## EXERCISE DETAILS
For the records below, print the lines from the line with "locate the horse's tail in the photo above" through the line with "locate the tent canopy in the photo above" exactly as written; include both end lines and exclude the rest.

Natural language region descriptions
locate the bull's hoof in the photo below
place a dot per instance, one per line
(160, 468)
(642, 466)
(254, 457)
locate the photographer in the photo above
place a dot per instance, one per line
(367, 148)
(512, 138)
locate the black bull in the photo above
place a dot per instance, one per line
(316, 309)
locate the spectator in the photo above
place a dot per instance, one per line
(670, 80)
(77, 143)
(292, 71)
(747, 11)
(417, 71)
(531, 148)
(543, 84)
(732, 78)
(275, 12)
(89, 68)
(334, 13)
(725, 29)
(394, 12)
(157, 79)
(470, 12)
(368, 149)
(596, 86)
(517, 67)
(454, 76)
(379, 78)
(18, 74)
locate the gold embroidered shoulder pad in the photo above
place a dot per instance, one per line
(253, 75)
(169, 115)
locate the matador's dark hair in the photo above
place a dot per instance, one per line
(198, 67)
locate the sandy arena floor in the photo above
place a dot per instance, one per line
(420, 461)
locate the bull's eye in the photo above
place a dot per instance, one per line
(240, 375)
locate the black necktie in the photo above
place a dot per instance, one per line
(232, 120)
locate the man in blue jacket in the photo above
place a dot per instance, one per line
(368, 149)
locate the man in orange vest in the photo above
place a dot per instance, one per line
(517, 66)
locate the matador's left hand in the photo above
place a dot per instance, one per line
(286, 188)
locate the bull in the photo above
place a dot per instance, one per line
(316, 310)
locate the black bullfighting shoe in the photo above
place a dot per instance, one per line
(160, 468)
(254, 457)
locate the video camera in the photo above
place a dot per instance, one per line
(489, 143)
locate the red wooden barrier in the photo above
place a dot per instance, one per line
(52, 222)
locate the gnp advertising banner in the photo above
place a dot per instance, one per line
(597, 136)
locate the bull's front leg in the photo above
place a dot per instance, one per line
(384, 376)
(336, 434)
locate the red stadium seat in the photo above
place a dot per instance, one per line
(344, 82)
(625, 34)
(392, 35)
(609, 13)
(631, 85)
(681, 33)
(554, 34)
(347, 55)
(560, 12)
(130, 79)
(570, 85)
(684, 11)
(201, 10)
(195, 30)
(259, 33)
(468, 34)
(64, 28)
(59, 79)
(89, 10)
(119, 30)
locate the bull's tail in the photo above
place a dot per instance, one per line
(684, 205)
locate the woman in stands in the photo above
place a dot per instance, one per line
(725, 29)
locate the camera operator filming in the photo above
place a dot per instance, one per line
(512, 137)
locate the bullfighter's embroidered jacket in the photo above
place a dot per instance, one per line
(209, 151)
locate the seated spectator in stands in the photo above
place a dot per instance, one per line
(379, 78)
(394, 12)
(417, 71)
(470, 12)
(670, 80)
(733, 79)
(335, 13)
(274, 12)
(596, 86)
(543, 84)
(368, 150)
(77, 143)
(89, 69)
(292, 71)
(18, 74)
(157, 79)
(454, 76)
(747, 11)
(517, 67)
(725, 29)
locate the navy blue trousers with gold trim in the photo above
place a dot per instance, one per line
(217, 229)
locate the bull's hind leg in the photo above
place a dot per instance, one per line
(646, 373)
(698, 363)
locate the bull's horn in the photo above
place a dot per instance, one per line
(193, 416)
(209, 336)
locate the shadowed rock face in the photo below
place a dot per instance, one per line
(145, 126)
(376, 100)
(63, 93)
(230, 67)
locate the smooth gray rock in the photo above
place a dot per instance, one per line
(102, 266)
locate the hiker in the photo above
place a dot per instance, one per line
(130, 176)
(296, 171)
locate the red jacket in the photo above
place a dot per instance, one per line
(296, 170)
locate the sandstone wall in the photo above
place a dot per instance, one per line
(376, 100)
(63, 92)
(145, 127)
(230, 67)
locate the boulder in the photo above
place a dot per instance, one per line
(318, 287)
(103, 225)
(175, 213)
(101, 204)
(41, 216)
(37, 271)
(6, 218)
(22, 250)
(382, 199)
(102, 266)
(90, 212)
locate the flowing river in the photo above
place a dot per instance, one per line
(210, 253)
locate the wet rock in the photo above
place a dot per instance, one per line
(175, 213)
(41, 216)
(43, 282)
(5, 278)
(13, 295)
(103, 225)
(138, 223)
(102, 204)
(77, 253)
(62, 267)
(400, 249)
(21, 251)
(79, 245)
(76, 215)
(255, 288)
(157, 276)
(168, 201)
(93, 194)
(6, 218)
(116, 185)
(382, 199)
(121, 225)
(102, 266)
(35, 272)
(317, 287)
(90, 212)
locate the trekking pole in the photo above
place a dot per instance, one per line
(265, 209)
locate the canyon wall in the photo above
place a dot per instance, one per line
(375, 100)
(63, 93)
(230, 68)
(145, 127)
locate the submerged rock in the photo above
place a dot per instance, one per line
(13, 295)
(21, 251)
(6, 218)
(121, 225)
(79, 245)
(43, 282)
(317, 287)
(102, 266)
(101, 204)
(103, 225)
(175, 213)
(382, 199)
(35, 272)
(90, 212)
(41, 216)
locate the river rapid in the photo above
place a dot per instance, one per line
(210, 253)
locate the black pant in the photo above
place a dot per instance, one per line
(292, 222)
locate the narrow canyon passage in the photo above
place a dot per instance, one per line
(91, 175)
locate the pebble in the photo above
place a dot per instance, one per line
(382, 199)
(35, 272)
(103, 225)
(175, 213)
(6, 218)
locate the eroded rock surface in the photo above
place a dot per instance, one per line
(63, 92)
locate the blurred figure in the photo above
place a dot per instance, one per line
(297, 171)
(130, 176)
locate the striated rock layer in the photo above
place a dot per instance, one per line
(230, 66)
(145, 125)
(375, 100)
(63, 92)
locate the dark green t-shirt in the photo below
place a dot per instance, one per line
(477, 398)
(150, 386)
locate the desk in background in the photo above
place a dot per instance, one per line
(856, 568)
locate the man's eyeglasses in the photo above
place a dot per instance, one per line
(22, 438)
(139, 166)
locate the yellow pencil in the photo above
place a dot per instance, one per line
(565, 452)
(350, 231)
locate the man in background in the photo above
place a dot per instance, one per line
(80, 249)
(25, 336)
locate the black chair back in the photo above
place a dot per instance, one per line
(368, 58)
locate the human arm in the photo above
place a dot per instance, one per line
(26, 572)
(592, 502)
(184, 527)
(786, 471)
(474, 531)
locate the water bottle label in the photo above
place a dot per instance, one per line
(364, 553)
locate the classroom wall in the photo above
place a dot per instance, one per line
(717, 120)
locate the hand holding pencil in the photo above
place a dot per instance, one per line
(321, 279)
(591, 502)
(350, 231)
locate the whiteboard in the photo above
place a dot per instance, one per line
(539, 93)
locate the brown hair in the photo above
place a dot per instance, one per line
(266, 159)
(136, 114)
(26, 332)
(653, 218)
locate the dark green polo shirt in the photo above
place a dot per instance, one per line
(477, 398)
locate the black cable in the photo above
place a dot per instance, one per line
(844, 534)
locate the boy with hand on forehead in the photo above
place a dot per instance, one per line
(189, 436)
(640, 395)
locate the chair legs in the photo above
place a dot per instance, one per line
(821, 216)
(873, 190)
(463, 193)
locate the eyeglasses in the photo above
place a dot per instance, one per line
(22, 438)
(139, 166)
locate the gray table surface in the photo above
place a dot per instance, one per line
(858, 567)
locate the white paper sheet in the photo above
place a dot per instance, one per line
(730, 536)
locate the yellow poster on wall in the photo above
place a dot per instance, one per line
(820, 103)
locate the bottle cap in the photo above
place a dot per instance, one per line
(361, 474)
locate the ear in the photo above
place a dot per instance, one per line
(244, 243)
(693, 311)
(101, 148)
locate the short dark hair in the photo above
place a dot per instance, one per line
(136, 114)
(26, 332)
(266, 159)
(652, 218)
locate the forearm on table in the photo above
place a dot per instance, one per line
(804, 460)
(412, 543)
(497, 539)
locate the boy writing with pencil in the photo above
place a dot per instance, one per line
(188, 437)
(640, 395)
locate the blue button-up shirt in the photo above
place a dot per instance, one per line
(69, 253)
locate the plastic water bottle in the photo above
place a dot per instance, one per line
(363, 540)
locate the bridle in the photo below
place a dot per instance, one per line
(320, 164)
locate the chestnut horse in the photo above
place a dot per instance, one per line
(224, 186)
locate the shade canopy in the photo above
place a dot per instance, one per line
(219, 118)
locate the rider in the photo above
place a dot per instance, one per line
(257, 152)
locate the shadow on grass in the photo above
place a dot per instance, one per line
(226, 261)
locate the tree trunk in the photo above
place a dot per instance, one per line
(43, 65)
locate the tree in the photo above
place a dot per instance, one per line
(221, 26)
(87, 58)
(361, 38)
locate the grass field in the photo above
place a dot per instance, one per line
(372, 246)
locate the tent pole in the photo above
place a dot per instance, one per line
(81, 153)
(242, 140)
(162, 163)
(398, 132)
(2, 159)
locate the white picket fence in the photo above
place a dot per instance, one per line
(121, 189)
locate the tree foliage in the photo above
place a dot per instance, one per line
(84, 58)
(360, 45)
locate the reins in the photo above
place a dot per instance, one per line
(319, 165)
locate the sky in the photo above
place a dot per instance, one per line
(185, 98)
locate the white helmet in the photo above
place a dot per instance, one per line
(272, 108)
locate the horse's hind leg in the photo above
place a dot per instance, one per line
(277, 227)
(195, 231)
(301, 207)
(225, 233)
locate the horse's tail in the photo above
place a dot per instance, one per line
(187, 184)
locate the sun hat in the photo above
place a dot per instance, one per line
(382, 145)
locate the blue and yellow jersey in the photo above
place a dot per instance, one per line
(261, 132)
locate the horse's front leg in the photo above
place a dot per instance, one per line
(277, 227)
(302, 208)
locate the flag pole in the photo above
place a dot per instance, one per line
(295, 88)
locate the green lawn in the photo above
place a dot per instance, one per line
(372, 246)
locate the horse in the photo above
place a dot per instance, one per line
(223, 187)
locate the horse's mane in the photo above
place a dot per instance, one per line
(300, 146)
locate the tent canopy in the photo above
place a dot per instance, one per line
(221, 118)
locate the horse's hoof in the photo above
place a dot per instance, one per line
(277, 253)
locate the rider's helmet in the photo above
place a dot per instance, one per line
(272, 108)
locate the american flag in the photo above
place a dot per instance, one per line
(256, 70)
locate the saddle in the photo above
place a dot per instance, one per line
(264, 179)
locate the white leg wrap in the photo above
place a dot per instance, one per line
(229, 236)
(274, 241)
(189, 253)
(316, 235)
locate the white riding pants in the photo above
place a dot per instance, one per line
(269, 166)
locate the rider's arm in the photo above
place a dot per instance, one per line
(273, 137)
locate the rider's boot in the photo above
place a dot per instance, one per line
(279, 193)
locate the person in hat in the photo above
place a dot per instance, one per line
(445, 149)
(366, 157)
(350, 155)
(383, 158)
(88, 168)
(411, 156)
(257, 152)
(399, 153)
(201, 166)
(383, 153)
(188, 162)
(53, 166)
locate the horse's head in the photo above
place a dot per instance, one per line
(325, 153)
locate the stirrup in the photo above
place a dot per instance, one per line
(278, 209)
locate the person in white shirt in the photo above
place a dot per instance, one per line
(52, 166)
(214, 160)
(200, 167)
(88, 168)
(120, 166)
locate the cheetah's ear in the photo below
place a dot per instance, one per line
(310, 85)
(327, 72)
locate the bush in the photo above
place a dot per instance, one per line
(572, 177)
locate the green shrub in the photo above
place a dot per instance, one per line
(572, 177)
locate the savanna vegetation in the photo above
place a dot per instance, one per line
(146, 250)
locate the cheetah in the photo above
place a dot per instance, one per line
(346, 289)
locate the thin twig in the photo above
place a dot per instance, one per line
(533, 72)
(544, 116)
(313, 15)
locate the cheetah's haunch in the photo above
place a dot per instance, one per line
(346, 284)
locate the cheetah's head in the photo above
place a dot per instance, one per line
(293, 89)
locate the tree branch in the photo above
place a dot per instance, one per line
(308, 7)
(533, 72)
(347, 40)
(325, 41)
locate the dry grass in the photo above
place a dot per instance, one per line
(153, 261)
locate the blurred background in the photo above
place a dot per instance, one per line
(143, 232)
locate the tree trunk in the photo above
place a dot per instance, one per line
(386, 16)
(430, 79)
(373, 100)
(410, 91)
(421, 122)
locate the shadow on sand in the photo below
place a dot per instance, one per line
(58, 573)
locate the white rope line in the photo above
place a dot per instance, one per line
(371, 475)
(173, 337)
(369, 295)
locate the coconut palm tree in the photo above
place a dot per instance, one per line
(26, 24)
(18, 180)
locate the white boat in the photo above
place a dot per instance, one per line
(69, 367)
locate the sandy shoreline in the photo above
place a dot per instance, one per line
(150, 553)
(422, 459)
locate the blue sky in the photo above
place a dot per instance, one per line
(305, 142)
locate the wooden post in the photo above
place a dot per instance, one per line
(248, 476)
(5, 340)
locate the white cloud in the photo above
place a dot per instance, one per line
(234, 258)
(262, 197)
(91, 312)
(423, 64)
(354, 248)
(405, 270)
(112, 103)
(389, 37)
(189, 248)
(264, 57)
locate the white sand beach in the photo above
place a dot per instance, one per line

## RESPONSE
locate the horse's tail in the photo above
place a dot per instance, one per line
(187, 184)
locate the sun hat in the photo above
place a dot per instance, one per line
(382, 145)
locate the blue and yellow jersey in the photo above
place a dot per instance, one per line
(261, 132)
locate the horse's front leg in the photo above
place a dot per instance, one per line
(277, 227)
(302, 208)
locate the flag pole in the photo above
place a dot per instance, one per line
(295, 88)
locate the green lawn in the photo above
place a dot per instance, one per line
(372, 246)
locate the horse in the photo above
place a dot per instance, one per line
(223, 187)
locate the horse's mane in the photo above
place a dot per instance, one per line
(300, 146)
locate the tent canopy in the photo above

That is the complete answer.